Written exercise: Copy the material below line for line, without changing a single character.

Information shown:
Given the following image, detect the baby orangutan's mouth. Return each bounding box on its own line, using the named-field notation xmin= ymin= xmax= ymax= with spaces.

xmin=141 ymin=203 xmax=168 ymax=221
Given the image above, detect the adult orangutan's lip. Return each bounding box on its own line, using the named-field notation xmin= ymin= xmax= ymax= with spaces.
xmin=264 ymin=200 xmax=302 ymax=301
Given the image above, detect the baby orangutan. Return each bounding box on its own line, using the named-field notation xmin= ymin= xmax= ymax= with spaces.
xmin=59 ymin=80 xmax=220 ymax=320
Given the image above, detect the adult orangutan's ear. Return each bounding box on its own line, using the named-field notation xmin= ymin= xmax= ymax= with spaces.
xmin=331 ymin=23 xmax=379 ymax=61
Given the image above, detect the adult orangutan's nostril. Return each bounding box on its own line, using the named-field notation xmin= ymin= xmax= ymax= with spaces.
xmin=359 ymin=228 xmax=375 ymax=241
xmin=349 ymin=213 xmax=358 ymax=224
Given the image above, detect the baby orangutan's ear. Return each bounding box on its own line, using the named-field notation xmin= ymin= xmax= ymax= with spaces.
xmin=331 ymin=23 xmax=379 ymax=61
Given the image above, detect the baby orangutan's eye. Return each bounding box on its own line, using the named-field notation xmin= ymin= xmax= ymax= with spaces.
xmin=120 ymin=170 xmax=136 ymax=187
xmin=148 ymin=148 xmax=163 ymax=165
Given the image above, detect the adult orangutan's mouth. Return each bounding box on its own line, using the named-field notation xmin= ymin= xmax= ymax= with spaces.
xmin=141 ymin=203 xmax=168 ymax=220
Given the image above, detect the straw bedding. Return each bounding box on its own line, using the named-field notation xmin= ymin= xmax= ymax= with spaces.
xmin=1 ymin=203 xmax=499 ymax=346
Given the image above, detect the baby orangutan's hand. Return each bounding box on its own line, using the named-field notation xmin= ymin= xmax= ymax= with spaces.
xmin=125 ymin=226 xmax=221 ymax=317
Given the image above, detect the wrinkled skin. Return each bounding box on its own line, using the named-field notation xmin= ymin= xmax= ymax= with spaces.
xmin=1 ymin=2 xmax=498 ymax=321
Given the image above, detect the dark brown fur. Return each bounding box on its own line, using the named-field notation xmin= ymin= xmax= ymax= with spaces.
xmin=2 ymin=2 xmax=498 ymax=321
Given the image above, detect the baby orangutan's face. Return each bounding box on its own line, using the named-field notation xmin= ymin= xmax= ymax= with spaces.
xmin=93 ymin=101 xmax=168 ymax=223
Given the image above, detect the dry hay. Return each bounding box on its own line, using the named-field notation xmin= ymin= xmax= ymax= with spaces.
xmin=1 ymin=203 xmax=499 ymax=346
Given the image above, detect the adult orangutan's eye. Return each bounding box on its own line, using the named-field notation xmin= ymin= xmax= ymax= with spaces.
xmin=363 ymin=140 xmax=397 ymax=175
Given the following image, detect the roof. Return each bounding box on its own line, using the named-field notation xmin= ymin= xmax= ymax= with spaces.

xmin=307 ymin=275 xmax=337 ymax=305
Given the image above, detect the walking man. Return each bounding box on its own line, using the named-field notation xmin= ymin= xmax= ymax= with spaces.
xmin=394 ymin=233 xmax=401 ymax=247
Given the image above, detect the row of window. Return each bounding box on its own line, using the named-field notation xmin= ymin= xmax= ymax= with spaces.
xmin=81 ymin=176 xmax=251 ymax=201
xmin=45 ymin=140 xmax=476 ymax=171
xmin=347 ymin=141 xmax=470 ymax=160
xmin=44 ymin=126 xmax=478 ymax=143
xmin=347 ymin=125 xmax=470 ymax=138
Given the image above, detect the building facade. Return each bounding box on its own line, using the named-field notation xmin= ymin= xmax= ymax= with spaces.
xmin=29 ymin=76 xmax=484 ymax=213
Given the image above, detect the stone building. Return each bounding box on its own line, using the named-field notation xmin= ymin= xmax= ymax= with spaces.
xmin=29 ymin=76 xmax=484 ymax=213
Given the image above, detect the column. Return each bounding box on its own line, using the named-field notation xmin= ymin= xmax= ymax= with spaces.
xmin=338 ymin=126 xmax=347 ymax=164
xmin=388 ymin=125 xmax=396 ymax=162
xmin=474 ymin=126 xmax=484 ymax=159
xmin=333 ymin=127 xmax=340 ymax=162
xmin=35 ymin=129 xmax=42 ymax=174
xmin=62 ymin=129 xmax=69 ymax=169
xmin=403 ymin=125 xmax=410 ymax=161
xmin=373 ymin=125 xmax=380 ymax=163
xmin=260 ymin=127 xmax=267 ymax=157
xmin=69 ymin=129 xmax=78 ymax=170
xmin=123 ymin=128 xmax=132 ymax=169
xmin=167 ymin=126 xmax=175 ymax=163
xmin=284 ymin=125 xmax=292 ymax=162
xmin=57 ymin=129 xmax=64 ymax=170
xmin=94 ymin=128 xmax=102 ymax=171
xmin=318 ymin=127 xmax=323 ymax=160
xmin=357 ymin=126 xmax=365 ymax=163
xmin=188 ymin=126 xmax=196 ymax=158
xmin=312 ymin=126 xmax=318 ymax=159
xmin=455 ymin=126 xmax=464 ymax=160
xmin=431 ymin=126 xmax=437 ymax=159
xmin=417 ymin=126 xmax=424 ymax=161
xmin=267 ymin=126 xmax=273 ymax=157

Solved exercise:
Given the following image, detect the baby orangutan's mouth. Return each bounding box on its own line, using the named-field notation xmin= ymin= xmax= ymax= with spaces.

xmin=141 ymin=203 xmax=168 ymax=221
Given the image above, detect the adult orangutan's lip. Return each bounding box on its own line, using the named-field notation xmin= ymin= xmax= ymax= with spaces.
xmin=264 ymin=200 xmax=302 ymax=301
Given the image above, detect the baby orangutan. Return each bounding box on its own line, using the named-field notation xmin= ymin= xmax= ymax= with spaces.
xmin=59 ymin=80 xmax=220 ymax=320
Given the image above, detect the adult orangutan's ear. Return each bounding box on its own line, using the named-field notation xmin= ymin= xmax= ymax= with spaces.
xmin=331 ymin=23 xmax=379 ymax=61
Given the image above, detect the adult orangutan's nostril. Return each bounding box on its own line, using the named-field notation xmin= ymin= xmax= ymax= with spaces.
xmin=359 ymin=228 xmax=375 ymax=241
xmin=349 ymin=213 xmax=358 ymax=224
Given the image above, detect the baby orangutan's ear. Return each bounding box on its own line, using the named-field notation xmin= ymin= xmax= ymax= with spaces.
xmin=331 ymin=23 xmax=379 ymax=61
Given the image above, detect the baby orangutan's eye. Return each bounding box on its own line, using the named-field notation xmin= ymin= xmax= ymax= with spaces.
xmin=120 ymin=170 xmax=136 ymax=187
xmin=148 ymin=148 xmax=163 ymax=165
Given the image above, detect the adult orangutan's mouth. Return each bounding box on its own line, using the named-field notation xmin= ymin= xmax= ymax= with spaces.
xmin=141 ymin=203 xmax=168 ymax=220
Given the image above, detect the straw bedding. Return each bounding box on its own line, using the named-field notation xmin= ymin= xmax= ymax= with spaces.
xmin=1 ymin=203 xmax=499 ymax=346
Given the image above, detect the baby orangutan's hand. Return each bounding box on its own line, using the named-field notation xmin= ymin= xmax= ymax= with spaces.
xmin=125 ymin=226 xmax=221 ymax=317
Given the image above, detect the wrinkled skin. Return each bounding box on its own line, using the named-field notation xmin= ymin= xmax= ymax= with spaces.
xmin=1 ymin=2 xmax=498 ymax=321
Given the image above, detect the dark brown fur. Return each bounding box on its own line, using the named-field notation xmin= ymin= xmax= ymax= with spaces.
xmin=2 ymin=2 xmax=498 ymax=321
Given the image above, detect the baby orangutan's face. Return each bounding box on its own line, using the named-field notation xmin= ymin= xmax= ymax= with spaces.
xmin=93 ymin=101 xmax=168 ymax=223
Given the image above, detect the dry hay. Return each bounding box on its own line, using the named-field notation xmin= ymin= xmax= ymax= with spaces.
xmin=1 ymin=203 xmax=499 ymax=346
Given the image above, detect the adult orangutan's eye. Return each bounding box on its own line, using the named-field notation xmin= ymin= xmax= ymax= with spaces.
xmin=363 ymin=140 xmax=397 ymax=175
Given the following image, detect the roof. Return each bounding box on its own line, using the named-field notation xmin= ymin= xmax= ymax= with spaces.

xmin=307 ymin=275 xmax=337 ymax=305
Given the image above, detect the walking man. Return each bounding box on its own line, using the named-field notation xmin= ymin= xmax= ymax= with spaces.
xmin=394 ymin=233 xmax=401 ymax=247
Given the image above, detect the row of window. Return each bounding box on its own line, using the named-field notation xmin= ymin= xmax= ymax= with spaces.
xmin=81 ymin=176 xmax=251 ymax=201
xmin=45 ymin=140 xmax=476 ymax=171
xmin=347 ymin=141 xmax=470 ymax=160
xmin=44 ymin=126 xmax=478 ymax=143
xmin=347 ymin=125 xmax=470 ymax=138
Given the image above, detect the building facade. Return each bounding box on its own line, using the named-field notation xmin= ymin= xmax= ymax= with spaces.
xmin=29 ymin=76 xmax=484 ymax=213
Given the image above, detect the stone building. Return each bounding box on its own line, using the named-field notation xmin= ymin= xmax= ymax= with spaces.
xmin=29 ymin=76 xmax=484 ymax=213
Given the image above, detect the column. Return each bounding box on its own line, using the named-field notation xmin= ymin= xmax= ymax= with spaces.
xmin=338 ymin=126 xmax=347 ymax=164
xmin=388 ymin=125 xmax=396 ymax=162
xmin=474 ymin=126 xmax=484 ymax=159
xmin=333 ymin=127 xmax=340 ymax=162
xmin=35 ymin=129 xmax=42 ymax=174
xmin=62 ymin=129 xmax=69 ymax=169
xmin=403 ymin=125 xmax=410 ymax=161
xmin=373 ymin=125 xmax=380 ymax=163
xmin=260 ymin=127 xmax=267 ymax=157
xmin=69 ymin=129 xmax=78 ymax=170
xmin=123 ymin=128 xmax=132 ymax=169
xmin=167 ymin=126 xmax=175 ymax=163
xmin=284 ymin=125 xmax=292 ymax=162
xmin=57 ymin=129 xmax=64 ymax=170
xmin=94 ymin=128 xmax=102 ymax=171
xmin=318 ymin=127 xmax=323 ymax=160
xmin=357 ymin=126 xmax=365 ymax=163
xmin=188 ymin=126 xmax=196 ymax=158
xmin=312 ymin=126 xmax=318 ymax=159
xmin=455 ymin=126 xmax=464 ymax=160
xmin=431 ymin=126 xmax=437 ymax=159
xmin=417 ymin=126 xmax=424 ymax=161
xmin=267 ymin=126 xmax=273 ymax=157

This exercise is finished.